───── SUPPLIED DATA ─────

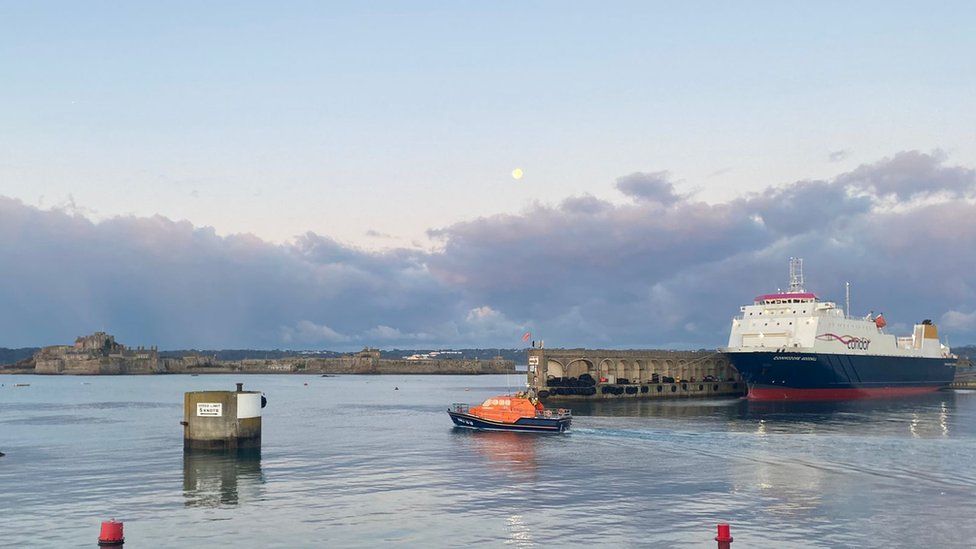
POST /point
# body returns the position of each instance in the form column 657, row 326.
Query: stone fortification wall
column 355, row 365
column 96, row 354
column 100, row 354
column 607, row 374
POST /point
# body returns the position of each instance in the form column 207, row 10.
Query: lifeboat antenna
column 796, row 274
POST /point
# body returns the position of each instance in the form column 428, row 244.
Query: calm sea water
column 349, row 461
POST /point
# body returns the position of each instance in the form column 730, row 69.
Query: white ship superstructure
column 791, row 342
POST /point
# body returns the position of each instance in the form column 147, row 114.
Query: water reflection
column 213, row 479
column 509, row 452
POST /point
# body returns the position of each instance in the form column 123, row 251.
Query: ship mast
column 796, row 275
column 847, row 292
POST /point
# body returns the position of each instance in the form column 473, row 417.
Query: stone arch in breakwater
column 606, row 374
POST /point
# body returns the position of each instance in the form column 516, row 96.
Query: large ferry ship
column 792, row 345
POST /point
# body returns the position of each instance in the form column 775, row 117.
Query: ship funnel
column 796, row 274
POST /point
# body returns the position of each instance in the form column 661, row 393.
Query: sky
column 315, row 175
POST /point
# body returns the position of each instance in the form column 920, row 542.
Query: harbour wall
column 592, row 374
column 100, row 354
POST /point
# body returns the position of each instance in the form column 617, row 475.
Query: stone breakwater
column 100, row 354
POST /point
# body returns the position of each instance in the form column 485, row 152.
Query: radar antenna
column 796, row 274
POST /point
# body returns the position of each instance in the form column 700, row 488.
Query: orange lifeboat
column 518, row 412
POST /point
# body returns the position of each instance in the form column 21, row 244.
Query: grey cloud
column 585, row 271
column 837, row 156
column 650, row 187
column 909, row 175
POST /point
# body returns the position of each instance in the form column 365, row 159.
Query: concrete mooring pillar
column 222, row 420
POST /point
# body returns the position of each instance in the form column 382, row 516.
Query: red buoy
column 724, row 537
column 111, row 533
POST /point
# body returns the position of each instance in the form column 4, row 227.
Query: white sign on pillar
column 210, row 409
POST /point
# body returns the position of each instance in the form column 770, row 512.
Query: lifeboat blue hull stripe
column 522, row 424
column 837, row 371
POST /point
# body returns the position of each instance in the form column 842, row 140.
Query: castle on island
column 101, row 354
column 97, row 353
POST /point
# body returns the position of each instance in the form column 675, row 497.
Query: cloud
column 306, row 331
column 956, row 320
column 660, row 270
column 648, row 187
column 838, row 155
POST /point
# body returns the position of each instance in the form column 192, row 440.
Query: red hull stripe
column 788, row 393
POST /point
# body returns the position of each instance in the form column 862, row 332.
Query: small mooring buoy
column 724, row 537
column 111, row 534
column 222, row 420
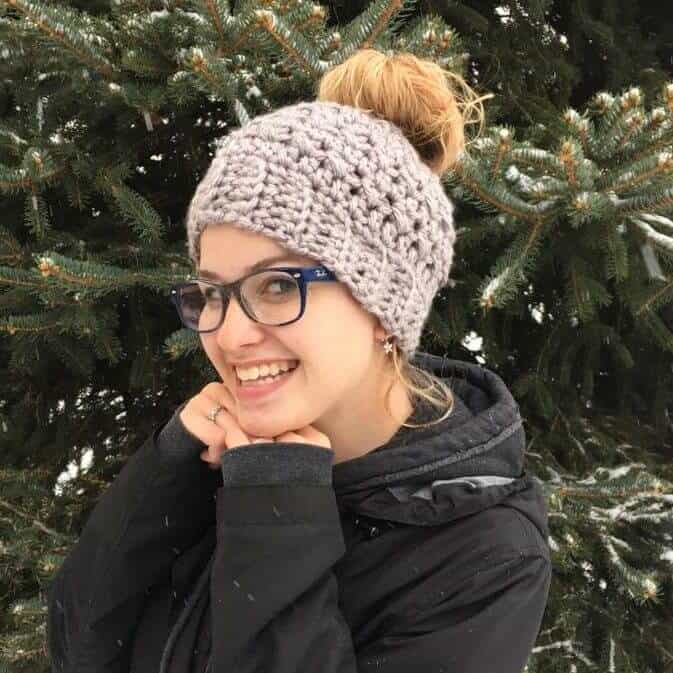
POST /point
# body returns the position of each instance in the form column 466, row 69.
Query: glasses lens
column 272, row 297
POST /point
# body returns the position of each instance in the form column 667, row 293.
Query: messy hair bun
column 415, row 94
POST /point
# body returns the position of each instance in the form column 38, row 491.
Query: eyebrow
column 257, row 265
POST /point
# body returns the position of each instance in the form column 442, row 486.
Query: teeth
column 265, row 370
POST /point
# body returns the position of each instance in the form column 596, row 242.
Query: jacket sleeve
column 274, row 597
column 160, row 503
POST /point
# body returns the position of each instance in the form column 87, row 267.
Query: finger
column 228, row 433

─────
───── SUPPLIED DATA ─────

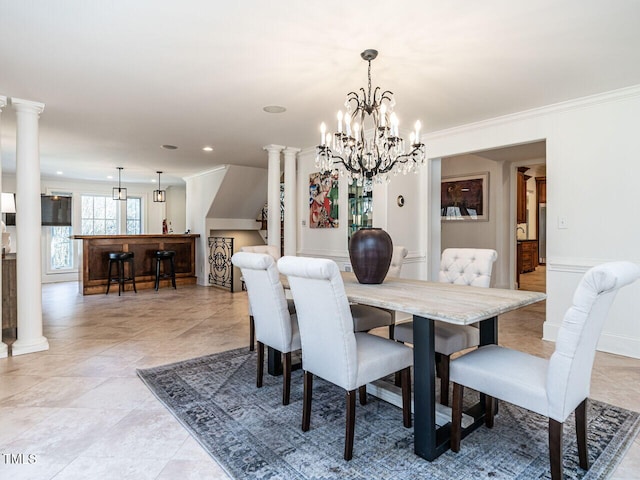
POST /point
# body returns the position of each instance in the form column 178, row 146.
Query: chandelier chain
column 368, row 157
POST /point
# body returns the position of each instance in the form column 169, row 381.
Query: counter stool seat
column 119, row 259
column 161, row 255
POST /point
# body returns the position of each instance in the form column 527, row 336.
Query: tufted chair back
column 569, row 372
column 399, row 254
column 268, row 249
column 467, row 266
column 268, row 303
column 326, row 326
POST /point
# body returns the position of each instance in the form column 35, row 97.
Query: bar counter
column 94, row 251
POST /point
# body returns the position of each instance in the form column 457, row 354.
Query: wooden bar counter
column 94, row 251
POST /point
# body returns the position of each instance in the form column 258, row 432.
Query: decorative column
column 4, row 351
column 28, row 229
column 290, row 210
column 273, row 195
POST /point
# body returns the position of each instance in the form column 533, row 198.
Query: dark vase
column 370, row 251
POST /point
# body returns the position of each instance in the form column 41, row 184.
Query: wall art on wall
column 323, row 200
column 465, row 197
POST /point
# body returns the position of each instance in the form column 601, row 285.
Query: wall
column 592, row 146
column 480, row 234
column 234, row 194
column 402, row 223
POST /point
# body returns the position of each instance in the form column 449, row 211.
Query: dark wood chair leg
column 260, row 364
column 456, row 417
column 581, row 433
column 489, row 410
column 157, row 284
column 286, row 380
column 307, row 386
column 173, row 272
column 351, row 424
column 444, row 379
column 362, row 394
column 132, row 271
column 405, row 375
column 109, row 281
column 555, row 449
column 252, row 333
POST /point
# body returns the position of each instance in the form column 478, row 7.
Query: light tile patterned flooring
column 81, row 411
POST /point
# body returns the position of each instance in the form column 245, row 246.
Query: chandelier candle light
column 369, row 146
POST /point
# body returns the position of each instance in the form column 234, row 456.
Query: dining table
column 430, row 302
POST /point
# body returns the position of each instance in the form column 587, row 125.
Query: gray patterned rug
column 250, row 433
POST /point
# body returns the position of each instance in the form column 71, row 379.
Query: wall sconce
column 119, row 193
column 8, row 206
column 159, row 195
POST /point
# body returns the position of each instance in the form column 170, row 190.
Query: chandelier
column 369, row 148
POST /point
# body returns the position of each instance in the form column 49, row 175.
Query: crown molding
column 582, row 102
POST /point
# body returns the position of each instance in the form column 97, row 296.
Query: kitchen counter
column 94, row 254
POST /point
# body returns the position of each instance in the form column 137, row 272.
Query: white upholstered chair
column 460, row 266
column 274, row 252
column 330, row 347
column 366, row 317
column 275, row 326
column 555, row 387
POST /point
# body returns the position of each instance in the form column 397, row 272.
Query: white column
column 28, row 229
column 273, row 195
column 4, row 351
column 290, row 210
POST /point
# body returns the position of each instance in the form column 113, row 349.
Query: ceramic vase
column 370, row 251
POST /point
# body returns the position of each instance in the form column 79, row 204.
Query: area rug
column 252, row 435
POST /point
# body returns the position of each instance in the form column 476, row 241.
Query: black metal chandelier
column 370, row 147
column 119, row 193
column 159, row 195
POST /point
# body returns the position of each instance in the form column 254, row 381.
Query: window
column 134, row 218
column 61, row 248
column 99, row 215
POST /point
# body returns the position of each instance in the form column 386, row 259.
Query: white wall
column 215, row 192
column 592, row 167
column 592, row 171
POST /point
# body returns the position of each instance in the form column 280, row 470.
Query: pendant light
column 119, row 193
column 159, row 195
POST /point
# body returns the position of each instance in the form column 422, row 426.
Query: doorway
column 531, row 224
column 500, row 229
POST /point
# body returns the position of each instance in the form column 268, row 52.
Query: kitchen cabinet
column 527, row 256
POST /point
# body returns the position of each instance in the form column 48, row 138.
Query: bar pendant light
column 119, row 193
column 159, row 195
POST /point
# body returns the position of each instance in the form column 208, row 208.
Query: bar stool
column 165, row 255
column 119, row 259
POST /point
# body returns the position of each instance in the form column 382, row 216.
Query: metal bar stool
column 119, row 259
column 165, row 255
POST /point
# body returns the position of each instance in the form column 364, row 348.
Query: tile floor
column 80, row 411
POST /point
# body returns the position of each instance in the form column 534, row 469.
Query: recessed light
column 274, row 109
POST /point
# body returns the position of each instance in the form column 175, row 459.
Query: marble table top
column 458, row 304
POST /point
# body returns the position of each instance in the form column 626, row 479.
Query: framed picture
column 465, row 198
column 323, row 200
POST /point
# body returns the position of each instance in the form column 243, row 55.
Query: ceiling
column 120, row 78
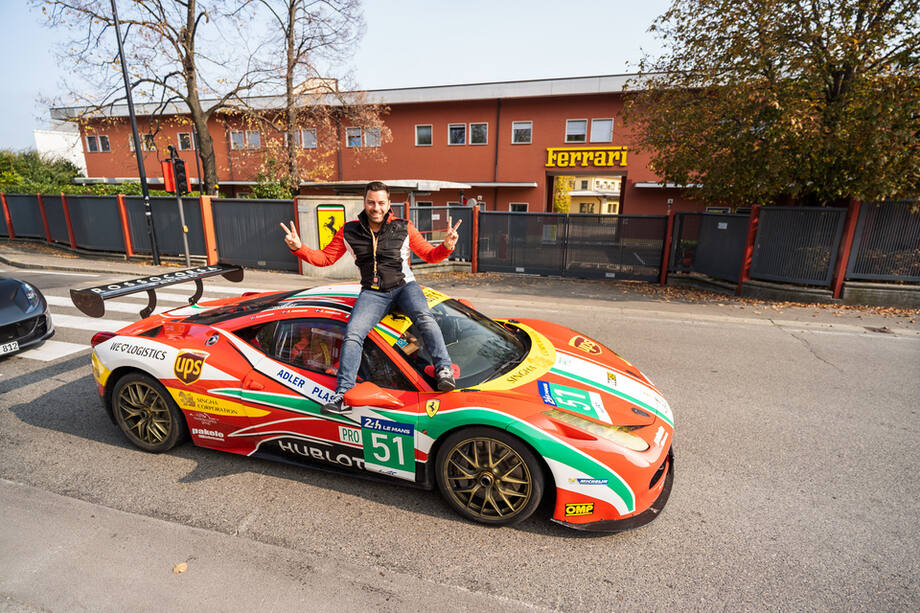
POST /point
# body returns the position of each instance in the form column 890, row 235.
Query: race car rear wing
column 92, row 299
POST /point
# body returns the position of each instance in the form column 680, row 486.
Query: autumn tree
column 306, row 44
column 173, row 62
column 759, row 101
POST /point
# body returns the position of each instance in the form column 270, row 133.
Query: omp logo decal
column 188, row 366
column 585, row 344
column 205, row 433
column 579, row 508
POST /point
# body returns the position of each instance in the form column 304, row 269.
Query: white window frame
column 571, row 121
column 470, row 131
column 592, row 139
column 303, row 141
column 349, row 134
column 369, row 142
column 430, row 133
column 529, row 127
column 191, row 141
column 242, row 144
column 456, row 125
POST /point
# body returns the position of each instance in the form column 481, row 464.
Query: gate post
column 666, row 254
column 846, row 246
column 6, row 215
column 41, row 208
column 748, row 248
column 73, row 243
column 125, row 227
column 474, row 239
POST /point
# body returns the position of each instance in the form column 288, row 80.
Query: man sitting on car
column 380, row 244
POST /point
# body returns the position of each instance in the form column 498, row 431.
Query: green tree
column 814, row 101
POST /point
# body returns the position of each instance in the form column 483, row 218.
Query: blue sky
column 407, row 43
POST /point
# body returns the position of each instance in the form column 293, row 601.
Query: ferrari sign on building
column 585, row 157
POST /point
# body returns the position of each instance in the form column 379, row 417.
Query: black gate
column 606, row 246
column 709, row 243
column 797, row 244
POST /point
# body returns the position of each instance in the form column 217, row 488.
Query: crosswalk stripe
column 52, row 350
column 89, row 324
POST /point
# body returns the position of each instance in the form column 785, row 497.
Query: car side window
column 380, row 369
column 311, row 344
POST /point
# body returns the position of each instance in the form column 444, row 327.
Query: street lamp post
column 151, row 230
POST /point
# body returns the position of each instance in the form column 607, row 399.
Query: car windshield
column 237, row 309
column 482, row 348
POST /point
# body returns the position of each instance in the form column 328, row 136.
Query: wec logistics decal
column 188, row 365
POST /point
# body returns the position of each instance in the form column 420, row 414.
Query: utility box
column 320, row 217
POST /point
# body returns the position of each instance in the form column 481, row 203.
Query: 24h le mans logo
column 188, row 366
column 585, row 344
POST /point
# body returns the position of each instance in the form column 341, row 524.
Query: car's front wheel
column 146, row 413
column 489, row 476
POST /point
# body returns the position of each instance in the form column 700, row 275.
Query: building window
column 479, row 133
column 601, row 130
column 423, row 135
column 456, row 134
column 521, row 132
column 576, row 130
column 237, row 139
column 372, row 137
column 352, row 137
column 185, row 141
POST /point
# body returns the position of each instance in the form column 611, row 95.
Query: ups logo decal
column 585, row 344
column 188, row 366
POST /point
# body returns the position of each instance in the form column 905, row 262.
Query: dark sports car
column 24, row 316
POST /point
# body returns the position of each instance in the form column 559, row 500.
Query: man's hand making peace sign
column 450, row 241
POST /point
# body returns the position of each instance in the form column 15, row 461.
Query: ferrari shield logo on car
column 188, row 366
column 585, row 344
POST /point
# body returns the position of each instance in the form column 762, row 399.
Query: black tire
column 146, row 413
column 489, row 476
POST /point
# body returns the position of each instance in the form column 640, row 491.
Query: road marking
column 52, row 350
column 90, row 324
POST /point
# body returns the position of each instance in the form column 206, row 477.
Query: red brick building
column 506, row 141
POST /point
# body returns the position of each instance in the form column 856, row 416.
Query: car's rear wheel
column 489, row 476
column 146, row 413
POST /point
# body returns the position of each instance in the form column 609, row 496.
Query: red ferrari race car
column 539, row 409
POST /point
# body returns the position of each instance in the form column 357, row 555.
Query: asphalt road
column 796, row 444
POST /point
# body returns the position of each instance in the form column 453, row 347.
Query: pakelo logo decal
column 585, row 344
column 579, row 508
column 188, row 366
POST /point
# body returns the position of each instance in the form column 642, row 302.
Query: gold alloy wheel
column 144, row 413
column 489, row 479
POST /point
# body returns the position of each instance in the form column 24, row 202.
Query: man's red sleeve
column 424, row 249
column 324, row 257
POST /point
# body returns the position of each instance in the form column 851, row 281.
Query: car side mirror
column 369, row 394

─────

### DIRECTION
Pull out every row above that contains the word "building" and copy each one in full. Case counts.

### OUTPUT OF THE EXERCISE
Query: ferrari sign on building
Query: building window
Query: red brick building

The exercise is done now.